:: SUPPLIED RECORDS
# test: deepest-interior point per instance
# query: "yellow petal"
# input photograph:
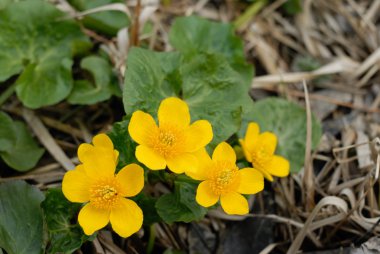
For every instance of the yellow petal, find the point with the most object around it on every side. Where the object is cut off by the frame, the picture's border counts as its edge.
(251, 181)
(76, 185)
(205, 196)
(182, 162)
(126, 218)
(251, 136)
(174, 111)
(142, 127)
(247, 154)
(198, 135)
(265, 174)
(92, 219)
(83, 150)
(102, 140)
(201, 172)
(268, 142)
(150, 158)
(278, 166)
(131, 179)
(116, 155)
(234, 203)
(100, 163)
(224, 152)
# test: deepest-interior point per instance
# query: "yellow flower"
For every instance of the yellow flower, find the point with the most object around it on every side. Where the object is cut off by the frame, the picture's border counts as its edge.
(222, 179)
(174, 141)
(95, 183)
(259, 150)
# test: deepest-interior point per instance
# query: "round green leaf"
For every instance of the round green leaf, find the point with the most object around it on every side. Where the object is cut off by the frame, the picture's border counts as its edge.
(21, 220)
(7, 134)
(288, 121)
(25, 153)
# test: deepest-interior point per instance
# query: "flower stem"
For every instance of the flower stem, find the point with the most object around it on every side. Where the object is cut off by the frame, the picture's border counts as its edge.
(151, 240)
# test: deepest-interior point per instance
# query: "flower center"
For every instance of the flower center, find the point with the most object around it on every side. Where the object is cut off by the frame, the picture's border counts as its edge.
(168, 141)
(224, 177)
(260, 157)
(104, 194)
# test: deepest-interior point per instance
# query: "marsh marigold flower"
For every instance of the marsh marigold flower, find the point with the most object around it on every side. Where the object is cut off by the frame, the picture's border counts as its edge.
(222, 179)
(94, 182)
(174, 141)
(259, 150)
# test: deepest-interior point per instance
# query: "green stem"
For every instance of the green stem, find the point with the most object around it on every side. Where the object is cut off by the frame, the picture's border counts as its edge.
(151, 240)
(7, 93)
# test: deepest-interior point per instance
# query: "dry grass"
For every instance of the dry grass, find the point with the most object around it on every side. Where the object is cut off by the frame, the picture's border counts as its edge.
(335, 200)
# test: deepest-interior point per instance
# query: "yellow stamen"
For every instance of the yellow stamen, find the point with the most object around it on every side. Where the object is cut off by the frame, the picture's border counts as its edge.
(104, 194)
(224, 177)
(260, 158)
(169, 140)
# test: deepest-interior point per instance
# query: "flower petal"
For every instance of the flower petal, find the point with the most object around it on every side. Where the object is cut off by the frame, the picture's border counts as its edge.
(247, 154)
(131, 178)
(267, 141)
(83, 150)
(265, 174)
(116, 155)
(102, 140)
(205, 196)
(182, 163)
(126, 218)
(92, 219)
(142, 127)
(198, 135)
(150, 158)
(224, 152)
(251, 136)
(76, 185)
(278, 166)
(201, 172)
(174, 111)
(234, 203)
(251, 181)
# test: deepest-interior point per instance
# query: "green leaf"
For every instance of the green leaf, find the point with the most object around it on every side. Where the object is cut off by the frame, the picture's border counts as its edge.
(7, 133)
(84, 91)
(64, 235)
(193, 35)
(148, 206)
(25, 154)
(293, 7)
(123, 143)
(288, 121)
(21, 220)
(211, 87)
(107, 22)
(38, 41)
(45, 83)
(180, 205)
::::
» TASK TO CARRY OUT
Omit the pictures and output all of the other material exactly.

» SOLUTION
# test: deepest-interior point per instance
# query: "yellow petal"
# input photograph:
For every instance of the yellow petal, find the point with the most object around it on every side. Where the object is cut off by the frame, the picture's border counts as its edge.
(251, 181)
(76, 185)
(205, 196)
(182, 162)
(126, 218)
(251, 136)
(174, 111)
(142, 127)
(247, 154)
(198, 135)
(265, 174)
(92, 219)
(83, 150)
(102, 140)
(201, 172)
(268, 142)
(150, 158)
(278, 166)
(131, 179)
(116, 155)
(234, 203)
(100, 163)
(224, 152)
# test: deepest-interior point per instance
# query: "yellow flower"
For every instance of the yellow flower, find the point with the most object around it on every side. Where the object is cut off by the frame, the picture's border counts as its edge.
(222, 179)
(174, 141)
(95, 183)
(259, 150)
# test: deepest-interior point per instance
# query: "round green leaf"
For every instance of the round green leaf, find the point with the most object around it on every side. Where the object is cut off by the frame, the picture's border counts as its edge.
(21, 220)
(7, 134)
(288, 121)
(25, 153)
# test: deepest-interior point per instance
# query: "flower stem"
For every instance of the flower stem, find the point with the most object around it on every side. Where the object is cut off by the frame, the picture's border counts as its edge.
(151, 240)
# test: deepest-interior point per instance
# query: "flower center"
For every instance of the flower center, find the point with the most object around it on every side. Where the object is cut off by the frame, the picture's border counts as its edge.
(168, 141)
(224, 177)
(260, 157)
(104, 194)
# test: deepest-interior point per instance
# query: "marsh marigold flower"
For every instance of the marsh marigold flower, find the point with the most object around it on every side. Where the object is cut off by the frame, the picture's border counts as its edge.
(222, 179)
(94, 182)
(174, 141)
(259, 150)
# test: deepest-interior point per instance
# query: "green stem"
For every instance of the green stem, find the point with the most object around it on every side. Where the object is cut off by the frame, the picture's border counts as its edge.
(151, 240)
(7, 93)
# test: deepest-interior point per instance
# query: "dry grass"
For every instance of the dry grass, find the point with the most object around it on every side. Where the object is cut off by the frame, the picture's border counts as its edge.
(335, 200)
# test: deepest-interior point per instance
# query: "yellow stamen"
For every instance of the yellow stamen, find the point with the most object around it on every side. Where the object is cut off by the frame, the picture's border counts as its edge.
(104, 194)
(224, 177)
(260, 158)
(169, 140)
# test: deepest-interior point per instance
# query: "flower petal"
For every instance of the flower petal, find the point with the most object around it on every side. Where the object is cut off by the frame, the picture's border counts as its edge.
(247, 154)
(131, 178)
(267, 141)
(83, 150)
(265, 174)
(116, 155)
(102, 140)
(205, 196)
(182, 163)
(126, 218)
(92, 219)
(142, 127)
(198, 135)
(150, 158)
(224, 152)
(251, 136)
(76, 185)
(278, 166)
(201, 172)
(174, 111)
(234, 203)
(251, 181)
# test: deepest-interior point per instance
# query: "green leaf"
For every instance of the green leaf, find the point with the most object around it on every side. Where the object is cut off by the frame, the picture's border counts as its edge.
(7, 133)
(84, 91)
(64, 235)
(193, 35)
(148, 206)
(25, 154)
(293, 7)
(123, 143)
(288, 121)
(21, 220)
(211, 87)
(107, 22)
(38, 41)
(45, 83)
(180, 205)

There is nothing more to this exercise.